**CHALLENGE**
Return all of the items below unchanged, copying every line word for word.

**ENTRIES PROVIDED**

----------

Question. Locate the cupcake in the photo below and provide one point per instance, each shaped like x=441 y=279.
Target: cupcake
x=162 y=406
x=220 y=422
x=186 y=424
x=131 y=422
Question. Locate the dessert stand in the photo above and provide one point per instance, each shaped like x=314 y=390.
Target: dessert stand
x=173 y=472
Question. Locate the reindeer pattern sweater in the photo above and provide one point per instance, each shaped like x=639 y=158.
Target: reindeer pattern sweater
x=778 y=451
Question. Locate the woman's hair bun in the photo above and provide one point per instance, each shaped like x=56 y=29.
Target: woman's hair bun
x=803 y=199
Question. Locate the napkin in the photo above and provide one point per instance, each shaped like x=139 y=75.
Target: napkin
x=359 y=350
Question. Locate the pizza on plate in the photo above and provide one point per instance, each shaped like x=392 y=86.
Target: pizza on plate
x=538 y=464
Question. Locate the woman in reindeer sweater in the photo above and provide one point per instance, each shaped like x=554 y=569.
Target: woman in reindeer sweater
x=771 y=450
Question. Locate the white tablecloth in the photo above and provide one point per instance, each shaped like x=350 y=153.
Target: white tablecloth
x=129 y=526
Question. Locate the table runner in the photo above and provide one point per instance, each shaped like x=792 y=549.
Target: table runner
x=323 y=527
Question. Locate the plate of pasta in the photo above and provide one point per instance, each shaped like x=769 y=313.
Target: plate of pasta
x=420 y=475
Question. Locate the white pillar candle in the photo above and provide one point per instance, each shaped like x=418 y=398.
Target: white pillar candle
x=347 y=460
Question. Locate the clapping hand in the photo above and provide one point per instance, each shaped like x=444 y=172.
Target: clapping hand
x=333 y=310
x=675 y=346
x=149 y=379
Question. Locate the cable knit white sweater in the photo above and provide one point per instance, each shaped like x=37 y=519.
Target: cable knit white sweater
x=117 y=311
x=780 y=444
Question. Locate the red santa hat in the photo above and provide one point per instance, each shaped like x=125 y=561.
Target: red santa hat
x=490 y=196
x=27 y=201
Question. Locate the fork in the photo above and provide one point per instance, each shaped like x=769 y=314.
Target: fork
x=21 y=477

----------

**RESPONSE TO THE EXERCISE**
Question. Locate the cupcake in the photo below and provide one point per instance, each shaped like x=441 y=279.
Target: cupcake
x=162 y=406
x=220 y=422
x=186 y=424
x=131 y=422
Question. Locate the dessert stand in the photo above and provide one point per instance, each shaped like x=314 y=390.
Target: dessert stand
x=173 y=472
Question. Locate the reindeer pattern sweater in the photo above and provide one point per instance, each shaped like x=639 y=158.
Target: reindeer pattern sweater
x=778 y=451
Question. Locate the woman's hair bun in the photo above and provide one point per instance, each shaped like x=56 y=29.
Target: woman's hair bun
x=803 y=199
Question. Locate the napkin in the photo above and provide one point per instance, each shaped like x=139 y=75.
Target: napkin
x=359 y=350
Question. Locate the pizza on plate in the photo above and provide one point per instance, each shaped like x=392 y=86.
Target: pizza on plate
x=538 y=464
Question. Locate the woman in reindeer sweater in the photo above and provide one point per instance, each shaped like x=554 y=569.
Target: woman in reindeer sweater
x=771 y=450
Question. Locate the white tablecloth in the photo above and provide one point per instance, each shaped like x=350 y=153.
Target: white tablecloth
x=129 y=526
Question. Locate the table runner in the photo above and provide one point per instance, each shaped like x=792 y=549.
Target: table runner
x=323 y=527
Question. Locate the plate of pasta in the photo above and provide one point per instance, each shaped like x=769 y=313.
Target: plate of pasta
x=420 y=475
Question. Locate the white pillar candle in the photo above and provide one point per instance, each shaped like x=418 y=398.
Target: white pillar candle
x=347 y=460
Question. Locate the clapping hand in the photo above and provide one point per instance, each shaped like x=444 y=172.
Target: clapping hand
x=333 y=310
x=675 y=346
x=149 y=379
Question. Locate the cable knit white sweater in the photo above and provide one point per instance, each shaped like x=37 y=519.
Target: cable knit white sweater
x=117 y=311
x=780 y=444
Question. Locate the red santa hat in the photo above and provide one point per instance, each shaped like x=125 y=561.
Target: red santa hat
x=490 y=196
x=27 y=201
Question. Locate the fork in the photo above and provide one point per instance, each shaped like x=769 y=314.
Target: fork
x=21 y=477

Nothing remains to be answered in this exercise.